━━━ Trecho do documento

Uma coisa que eu notei com este tanto de personagens é que comecei a delinea-los e configurara-los para pessoas próximas a mim, pessoas que conheço e começo a apontar características dos personagens nelas. Esta está sendo a ideia principal de paranóia, no meu caso. O entretenimento está sendo válido. É preciso ter fôlego, ainda bem que o carnaval está próximo e recuperaremos um pouco mais esta respiração esparsa.
Um adendo: como é incrível quando DFW sai de romancista e passa a ser ensaísta. Gênio.
O que eu acho, mas não tenho certeza:
Quatro temas são reincidentes no fractal do DFW: vício, paranoia, entretenimento e dor.
E eu não paro de pensar na questão “comparar-se” x “identificar-se” apresentada pelo Don Gately em uma sessão do AA. Estou nesse momento da leitura: comparando ou me identificando. Me pego rindo de tiradas no meio de relatórios enciclopédicos ou de desabafos ensaísticos sobre dores do mundo e da solidão. Aí penso: to rindo porque eu sou assim também, chato e prolixo, mas (algo) conciente disso e portanto ridículo. Depois o DFW mete uma piada sobre SPOILER – um peixe coroa que pergunta da água para o peixe garoto e ele responde ‘que água?’ exatamente como no discurso de formatura Isto É Água. – /SPOILER
Me identifico com o cara que fica ouvindo depoimentos cheios de atrocidades sobre dependência, obcecado meio morbidamente. Ou seria só impressionado? Com medo de que aquele fosse eu (ele) se tudo tivesse sido um pouquinho diferente na vida. Aí, percebo que já estou me comparando com os anônimos dos depoimentos. Será que sou só eu?

━━━━━━

Tarefa A |
Responda com base no trecho:
(i) Quais são os quatro temas que o trecho aponta como reincidentes no fractal do DFW?
(ii) Em que ocasião Don Gately apresenta a questão "comparar-se" x "identificar-se"?
(iii) O que o peixe garoto responde ao peixe coroa?
Tarefa B | Extraia do trecho, sem alterar nada, a parte que começa com "Uma coisa que" e segue até "entretenimento e dor.".

━━━ Dados brutos

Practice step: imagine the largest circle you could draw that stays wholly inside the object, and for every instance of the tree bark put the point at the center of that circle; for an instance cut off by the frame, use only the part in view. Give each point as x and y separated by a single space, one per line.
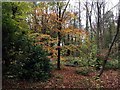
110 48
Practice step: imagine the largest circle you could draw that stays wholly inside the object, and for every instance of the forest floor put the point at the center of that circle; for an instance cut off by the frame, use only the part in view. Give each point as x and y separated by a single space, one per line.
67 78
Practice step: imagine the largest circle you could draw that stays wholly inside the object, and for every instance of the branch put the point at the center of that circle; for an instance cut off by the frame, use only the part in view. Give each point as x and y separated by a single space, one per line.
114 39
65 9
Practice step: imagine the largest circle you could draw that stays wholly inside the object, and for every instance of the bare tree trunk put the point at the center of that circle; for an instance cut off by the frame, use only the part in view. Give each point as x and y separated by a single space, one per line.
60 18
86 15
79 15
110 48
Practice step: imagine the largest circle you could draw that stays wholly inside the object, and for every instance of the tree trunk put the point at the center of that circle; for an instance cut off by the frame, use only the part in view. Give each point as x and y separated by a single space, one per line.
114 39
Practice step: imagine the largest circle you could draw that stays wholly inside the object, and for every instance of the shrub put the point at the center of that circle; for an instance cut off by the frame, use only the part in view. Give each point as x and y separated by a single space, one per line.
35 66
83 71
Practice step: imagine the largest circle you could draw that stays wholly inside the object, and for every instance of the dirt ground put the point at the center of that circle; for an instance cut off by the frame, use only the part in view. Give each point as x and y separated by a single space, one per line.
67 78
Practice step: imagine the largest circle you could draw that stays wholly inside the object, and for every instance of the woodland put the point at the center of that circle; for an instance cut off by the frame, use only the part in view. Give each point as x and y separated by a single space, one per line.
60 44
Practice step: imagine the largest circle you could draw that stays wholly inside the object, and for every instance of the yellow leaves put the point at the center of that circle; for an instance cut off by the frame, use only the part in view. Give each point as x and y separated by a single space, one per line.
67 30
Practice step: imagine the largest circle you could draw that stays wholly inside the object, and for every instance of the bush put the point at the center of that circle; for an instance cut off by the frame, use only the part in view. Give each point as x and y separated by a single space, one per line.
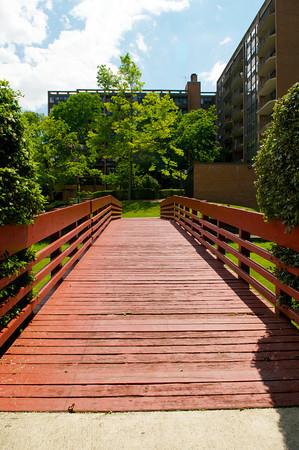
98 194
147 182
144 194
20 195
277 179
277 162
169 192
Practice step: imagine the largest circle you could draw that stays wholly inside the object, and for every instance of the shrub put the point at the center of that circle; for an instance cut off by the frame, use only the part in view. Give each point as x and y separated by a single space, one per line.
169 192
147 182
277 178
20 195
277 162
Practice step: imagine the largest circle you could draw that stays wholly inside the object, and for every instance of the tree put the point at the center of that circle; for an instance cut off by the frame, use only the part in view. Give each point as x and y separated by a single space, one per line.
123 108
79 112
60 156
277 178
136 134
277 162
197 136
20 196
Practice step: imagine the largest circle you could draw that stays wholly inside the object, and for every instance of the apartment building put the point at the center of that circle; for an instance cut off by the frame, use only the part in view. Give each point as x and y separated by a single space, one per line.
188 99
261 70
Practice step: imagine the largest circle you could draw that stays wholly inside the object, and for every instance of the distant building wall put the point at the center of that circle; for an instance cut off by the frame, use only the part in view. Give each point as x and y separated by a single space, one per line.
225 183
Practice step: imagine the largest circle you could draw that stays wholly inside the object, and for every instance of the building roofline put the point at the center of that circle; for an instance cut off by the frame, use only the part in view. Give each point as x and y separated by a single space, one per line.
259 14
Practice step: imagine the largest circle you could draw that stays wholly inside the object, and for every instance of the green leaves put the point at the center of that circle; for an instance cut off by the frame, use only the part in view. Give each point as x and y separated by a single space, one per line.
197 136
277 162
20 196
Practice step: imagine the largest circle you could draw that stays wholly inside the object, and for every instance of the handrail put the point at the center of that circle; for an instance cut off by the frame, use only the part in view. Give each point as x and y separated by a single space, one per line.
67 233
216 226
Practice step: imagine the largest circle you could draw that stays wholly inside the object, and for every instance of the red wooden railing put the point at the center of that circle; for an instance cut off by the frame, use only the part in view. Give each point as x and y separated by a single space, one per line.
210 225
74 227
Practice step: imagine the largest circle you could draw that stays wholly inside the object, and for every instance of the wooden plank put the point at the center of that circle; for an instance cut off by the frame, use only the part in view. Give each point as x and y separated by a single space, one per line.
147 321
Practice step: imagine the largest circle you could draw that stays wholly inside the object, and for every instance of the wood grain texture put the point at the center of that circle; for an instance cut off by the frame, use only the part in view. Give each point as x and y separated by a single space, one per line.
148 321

━━━━━━

Resposta do exercício A |
(i) Vício, paranoia, entretenimento e dor.
(ii) Em uma sessão do AA.
(iii) 'Que água?'

Resposta do exercício B |
Uma coisa que eu notei com este tanto de personagens é que comecei a delinea-los e configurara-los para pessoas próximas a mim, pessoas que conheço e começo a apontar características dos personagens nelas. Esta está sendo a ideia principal de paranóia, no meu caso. O entretenimento está sendo válido. É preciso ter fôlego, ainda bem que o carnaval está próximo e recuperaremos um pouco mais esta respiração esparsa.
Um adendo: como é incrível quando DFW sai de romancista e passa a ser ensaísta. Gênio.
O que eu acho, mas não tenho certeza:
Quatro temas são reincidentes no fractal do DFW: vício, paranoia, entretenimento e dor.